**WRITTEN INSTRUCTION**
Copy out all of the rows below, word for word, leaving out the pictures.

**PROVIDED ENTRIES**
════
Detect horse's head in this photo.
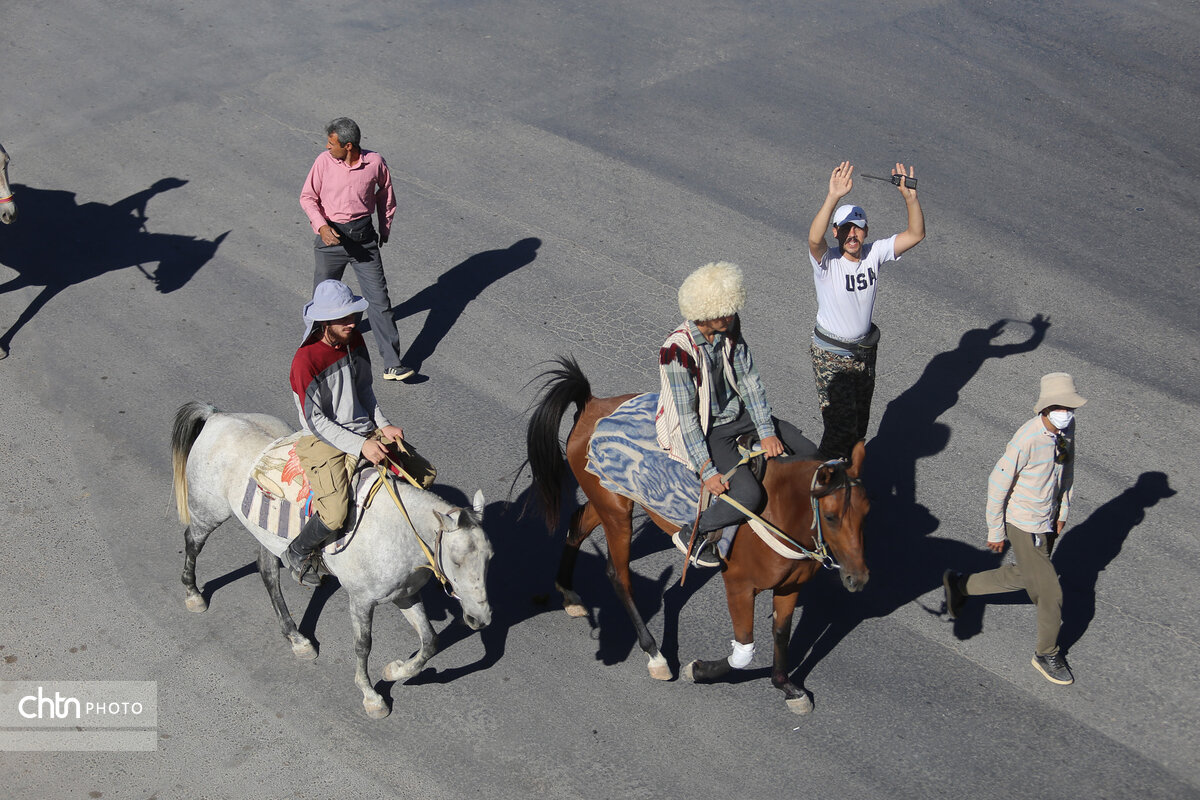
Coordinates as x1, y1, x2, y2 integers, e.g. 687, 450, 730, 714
812, 441, 871, 591
433, 491, 492, 631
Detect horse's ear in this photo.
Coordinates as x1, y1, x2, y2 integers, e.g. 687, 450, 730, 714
846, 439, 866, 477
812, 464, 836, 497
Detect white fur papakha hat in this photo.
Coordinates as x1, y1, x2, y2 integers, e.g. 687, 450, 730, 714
679, 261, 746, 321
1033, 372, 1087, 414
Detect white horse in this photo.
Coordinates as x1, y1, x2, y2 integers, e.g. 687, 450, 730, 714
172, 403, 492, 718
0, 145, 17, 224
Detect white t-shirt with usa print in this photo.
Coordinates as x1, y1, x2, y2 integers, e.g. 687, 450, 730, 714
809, 234, 900, 342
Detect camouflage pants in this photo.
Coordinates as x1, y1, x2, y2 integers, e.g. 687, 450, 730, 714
809, 344, 876, 458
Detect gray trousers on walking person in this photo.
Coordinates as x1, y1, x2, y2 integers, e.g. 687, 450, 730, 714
312, 236, 400, 369
966, 523, 1062, 656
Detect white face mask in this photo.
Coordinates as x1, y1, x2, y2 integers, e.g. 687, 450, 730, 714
1046, 409, 1075, 431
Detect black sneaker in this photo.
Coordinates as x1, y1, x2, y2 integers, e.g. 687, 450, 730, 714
942, 570, 967, 619
1032, 652, 1075, 686
383, 365, 416, 380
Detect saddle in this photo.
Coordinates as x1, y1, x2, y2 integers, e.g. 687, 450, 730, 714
241, 431, 438, 554
584, 392, 806, 559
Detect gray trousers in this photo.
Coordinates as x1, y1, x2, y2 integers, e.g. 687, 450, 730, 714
966, 523, 1062, 656
312, 236, 400, 369
697, 411, 817, 534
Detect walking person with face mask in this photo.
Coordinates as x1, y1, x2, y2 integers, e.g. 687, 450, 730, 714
942, 372, 1087, 686
809, 161, 925, 458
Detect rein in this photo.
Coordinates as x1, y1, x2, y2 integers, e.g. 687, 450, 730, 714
716, 450, 863, 570
376, 458, 458, 600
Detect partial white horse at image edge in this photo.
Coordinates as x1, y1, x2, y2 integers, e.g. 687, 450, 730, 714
0, 145, 17, 224
172, 402, 492, 718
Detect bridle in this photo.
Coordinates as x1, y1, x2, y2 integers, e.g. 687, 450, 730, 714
376, 464, 460, 600
716, 450, 863, 570
809, 458, 863, 570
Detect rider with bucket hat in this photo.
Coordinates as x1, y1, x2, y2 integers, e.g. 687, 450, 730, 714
283, 279, 404, 587
655, 261, 816, 566
942, 372, 1087, 686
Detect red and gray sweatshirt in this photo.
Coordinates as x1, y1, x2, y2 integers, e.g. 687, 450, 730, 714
292, 331, 391, 456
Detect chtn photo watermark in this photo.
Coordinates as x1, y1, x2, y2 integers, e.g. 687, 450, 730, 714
0, 680, 158, 751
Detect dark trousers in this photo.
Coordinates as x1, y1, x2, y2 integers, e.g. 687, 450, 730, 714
312, 236, 400, 369
698, 411, 817, 534
809, 344, 876, 458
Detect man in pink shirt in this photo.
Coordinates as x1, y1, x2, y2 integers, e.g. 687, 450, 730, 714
300, 116, 414, 380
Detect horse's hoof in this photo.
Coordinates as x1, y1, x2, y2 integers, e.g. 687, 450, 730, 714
292, 639, 317, 661
362, 697, 391, 720
647, 652, 673, 680
383, 658, 421, 681
787, 694, 812, 714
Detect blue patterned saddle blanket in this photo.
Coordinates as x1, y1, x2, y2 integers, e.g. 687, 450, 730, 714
587, 392, 701, 528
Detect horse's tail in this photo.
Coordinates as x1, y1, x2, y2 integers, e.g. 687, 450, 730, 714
170, 401, 217, 525
526, 356, 592, 530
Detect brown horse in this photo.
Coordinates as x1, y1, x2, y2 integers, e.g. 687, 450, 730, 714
527, 357, 870, 714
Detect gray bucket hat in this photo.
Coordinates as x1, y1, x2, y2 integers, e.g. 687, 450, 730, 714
301, 279, 368, 342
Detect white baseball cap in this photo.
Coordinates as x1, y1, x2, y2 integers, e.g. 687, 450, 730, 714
833, 205, 866, 230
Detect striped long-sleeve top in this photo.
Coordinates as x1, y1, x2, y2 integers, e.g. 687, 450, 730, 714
988, 415, 1075, 542
290, 331, 390, 456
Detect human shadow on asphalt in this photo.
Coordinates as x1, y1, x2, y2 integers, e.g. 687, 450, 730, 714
1056, 473, 1175, 655
788, 314, 1050, 685
0, 178, 229, 357
391, 236, 541, 372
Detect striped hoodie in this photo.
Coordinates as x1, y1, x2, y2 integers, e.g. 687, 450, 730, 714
292, 331, 390, 456
986, 415, 1075, 542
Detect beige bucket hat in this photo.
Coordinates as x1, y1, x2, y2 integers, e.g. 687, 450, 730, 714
1033, 372, 1087, 414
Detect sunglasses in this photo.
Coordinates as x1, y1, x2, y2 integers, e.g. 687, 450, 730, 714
1054, 433, 1075, 464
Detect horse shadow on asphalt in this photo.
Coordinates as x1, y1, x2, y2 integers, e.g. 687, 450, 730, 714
0, 178, 229, 359
788, 314, 1050, 686
391, 236, 541, 380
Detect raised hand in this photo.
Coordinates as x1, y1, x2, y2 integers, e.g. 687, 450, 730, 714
892, 161, 917, 200
829, 161, 854, 200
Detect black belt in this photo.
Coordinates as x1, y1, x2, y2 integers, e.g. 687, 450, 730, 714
812, 323, 880, 354
325, 215, 377, 245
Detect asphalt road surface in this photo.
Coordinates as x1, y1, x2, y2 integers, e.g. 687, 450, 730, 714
0, 0, 1200, 800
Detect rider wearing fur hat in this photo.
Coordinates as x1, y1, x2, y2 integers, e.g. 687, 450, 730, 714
283, 281, 404, 587
655, 261, 816, 566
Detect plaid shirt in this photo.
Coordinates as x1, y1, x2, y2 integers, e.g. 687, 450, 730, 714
658, 321, 775, 481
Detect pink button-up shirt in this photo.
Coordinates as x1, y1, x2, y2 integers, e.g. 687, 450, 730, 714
300, 150, 396, 237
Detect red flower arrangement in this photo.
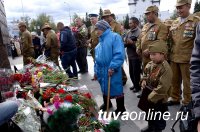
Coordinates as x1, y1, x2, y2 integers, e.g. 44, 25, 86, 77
65, 95, 73, 103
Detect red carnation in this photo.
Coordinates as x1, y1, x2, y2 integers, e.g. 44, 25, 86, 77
50, 88, 57, 93
84, 93, 92, 99
58, 88, 65, 94
65, 95, 73, 102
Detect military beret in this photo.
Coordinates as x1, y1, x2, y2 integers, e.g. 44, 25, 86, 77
89, 14, 98, 17
18, 22, 26, 27
42, 23, 51, 31
144, 5, 159, 14
176, 0, 192, 6
149, 40, 167, 54
164, 19, 173, 27
102, 9, 112, 17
════
**EXERCISE ANSWER**
Detect horse's head in this photo.
Coordinates as x1, y1, x2, y2 integers, e.g. 687, 450, 730, 714
812, 441, 871, 591
433, 491, 492, 631
Detect horse's ear in this photo.
Coordinates as x1, y1, x2, y2 integers, e.g. 687, 450, 730, 714
846, 439, 866, 477
812, 464, 836, 497
Detect white fur papakha hat in this photo.
Coordinates as x1, y1, x2, y2 integers, e.g. 687, 450, 730, 714
679, 261, 746, 321
1033, 372, 1087, 414
Detect white horse in this photo.
Coordinates as x1, y1, x2, y2 integers, e.g. 687, 450, 730, 714
172, 403, 492, 718
0, 145, 17, 224
Detect white t-shirt with usa print in this photo.
Coordinates as x1, y1, x2, y2 integers, e.g. 687, 450, 730, 714
809, 234, 900, 342
Detect camouflage pants in this photo.
Coordinates as x1, y1, x2, y2 integers, e.g. 687, 450, 730, 714
809, 344, 876, 458
Detect gray trousers on walking person in this photo.
Coordinates as x1, y1, x2, y2 integers, e.g. 687, 450, 730, 714
312, 236, 400, 369
966, 523, 1062, 656
Detect white face mask in this photo.
Coordinates as x1, y1, x2, y2 integers, e.g. 687, 450, 730, 714
1046, 409, 1075, 431
Detect black sneaker in this photo.
Coordinates as x1, y1, x2, y2 integers, e.g. 687, 450, 730, 714
942, 570, 967, 619
1032, 652, 1075, 686
383, 365, 416, 380
Detect saddle in this photo.
Coordinates as x1, y1, x2, y2 integers, e.g. 687, 450, 730, 714
241, 431, 438, 554
584, 392, 806, 559
Detect gray trousers in this photo.
Coordinates as x1, y1, x2, y2 integers, e.g. 687, 450, 730, 714
966, 523, 1062, 656
312, 236, 400, 369
697, 411, 817, 534
Detect walking person with face mask in this photo.
Coordinates as x1, y1, x2, y2 integers, e.g. 687, 450, 730, 714
942, 372, 1087, 686
809, 161, 925, 458
Detect rein in this photo.
Coordinates as x1, y1, x2, y2 integers, e.g. 687, 450, 730, 714
716, 450, 863, 570
376, 458, 458, 600
Detect partial white horse at image edge in this photo.
Coordinates as x1, y1, x2, y2 integers, e.g. 687, 450, 730, 714
0, 145, 17, 224
172, 402, 492, 718
Detect bridle in this photo.
Coordinates as x1, y1, x2, y2 integers, e.g. 687, 450, 730, 714
376, 464, 460, 600
716, 450, 863, 570
809, 458, 863, 570
Detect rider with bucket hat in this photo.
Coordinates as x1, y1, x2, y2 integers, e.g. 687, 450, 730, 714
283, 279, 404, 587
655, 261, 816, 566
942, 372, 1087, 686
Detect red and gray sweatshirt in this photo.
Coordinates as x1, y1, x2, y2 integers, e.g. 687, 450, 730, 714
292, 331, 391, 456
Detect chtn photo watermark in this photo.
Coordinates as x1, y1, x2, y2 integers, e.g. 687, 450, 730, 714
0, 680, 158, 751
Detect dark trousers in this photo.
Coordinates as x1, y1, x2, y2 integers, e.g. 687, 450, 730, 714
312, 236, 400, 369
698, 411, 817, 534
809, 344, 876, 458
Detect man in pink shirt in this photo.
Coordinates as x1, y1, x2, y2 integers, e.g. 687, 450, 730, 714
300, 116, 414, 380
Detect horse's hoof in this photo.
Coordinates as x1, y1, x2, y2 integers, e.g. 687, 450, 730, 714
292, 639, 317, 661
362, 697, 391, 720
647, 652, 673, 680
383, 658, 421, 681
787, 694, 812, 714
Detect blue patterned saddle blanket in this photo.
Coordinates as x1, y1, x2, y2 integers, e.g. 687, 450, 730, 714
587, 392, 701, 528
Detect horse's tail in this photo.
Coordinates as x1, y1, x2, y2 integers, e.g. 687, 450, 730, 714
170, 401, 217, 525
526, 356, 592, 530
Detect brown horse in this photo.
Coordinates as x1, y1, x2, y2 integers, e.g. 687, 450, 730, 714
527, 357, 870, 714
Detect gray bucket hat in this photo.
Coordinates as x1, y1, x2, y2 integers, e.g. 687, 450, 730, 714
301, 279, 368, 342
Detect white baseball cap in this photo.
Coordinates as x1, y1, x2, y2 integers, e.g. 687, 450, 730, 714
833, 205, 866, 230
Detect striped long-sleeve top in this photo.
Coordinates as x1, y1, x2, y2 integers, e.g. 687, 450, 730, 714
988, 415, 1075, 542
290, 331, 390, 456
Detect human shadow on asphalt in this photo.
Coordinates as x1, y1, x2, y2 integers, e.g. 687, 450, 730, 714
1056, 473, 1175, 655
788, 314, 1050, 685
0, 178, 229, 357
391, 236, 541, 372
Detect striped hoodie in this photo.
Coordinates as x1, y1, x2, y2 integers, e.g. 687, 450, 730, 714
292, 331, 390, 456
986, 415, 1075, 542
Detect beige bucket hat in this photo.
Coordinates as x1, y1, x2, y2 integers, e.g. 687, 450, 730, 714
1033, 372, 1087, 414
Detect sunglasses in this photo.
Coordinates as x1, y1, x2, y2 integers, e.g. 687, 450, 730, 714
1054, 433, 1075, 464
Detect horse shadow on asphalt in this photo.
Coordinates as x1, y1, x2, y2 integers, e.g. 687, 450, 730, 714
0, 178, 229, 359
788, 314, 1050, 686
391, 236, 541, 380
Detect raised hand in this photo.
Coordinates as x1, y1, x2, y2 integers, e.g. 687, 450, 730, 714
892, 161, 917, 200
829, 161, 854, 200
Detect black belt in this photo.
Coordinates as x1, y1, x2, y2 integers, e.g. 687, 450, 730, 714
812, 323, 880, 354
325, 215, 377, 245
Detect asphalt road surface in this photo.
Coordinates as x1, y1, x2, y2 integers, e.g. 687, 450, 730, 714
0, 0, 1200, 800
Detect rider wearing fur hat in this photo.
Coordinates as x1, y1, x2, y2 integers, e.g. 687, 450, 730, 714
283, 281, 404, 587
655, 261, 816, 566
Detect plaid shirt in this photo.
Coordinates as x1, y1, x2, y2 integers, e.g. 687, 450, 730, 714
658, 321, 775, 481
Detect pink button-up shirt in this photo.
Coordinates as x1, y1, x2, y2 integers, e.g. 687, 450, 730, 714
300, 150, 396, 237
Detect red flower arrangement in this photo.
Coordinates as x1, y1, x2, y2 integers, e.g. 44, 25, 86, 77
65, 95, 73, 103
Detect red carnation in this photo.
Coordinates as x1, y1, x2, y2 integers, e.g. 44, 25, 86, 77
50, 88, 57, 93
84, 93, 92, 99
58, 88, 65, 94
65, 95, 73, 102
Detect military beret in this photo.
Coordinates as x1, y1, x2, y2 integers, e.g. 44, 25, 86, 77
89, 14, 98, 17
18, 22, 26, 27
42, 23, 51, 31
144, 5, 159, 14
176, 0, 192, 6
149, 40, 167, 54
164, 19, 173, 27
102, 9, 112, 17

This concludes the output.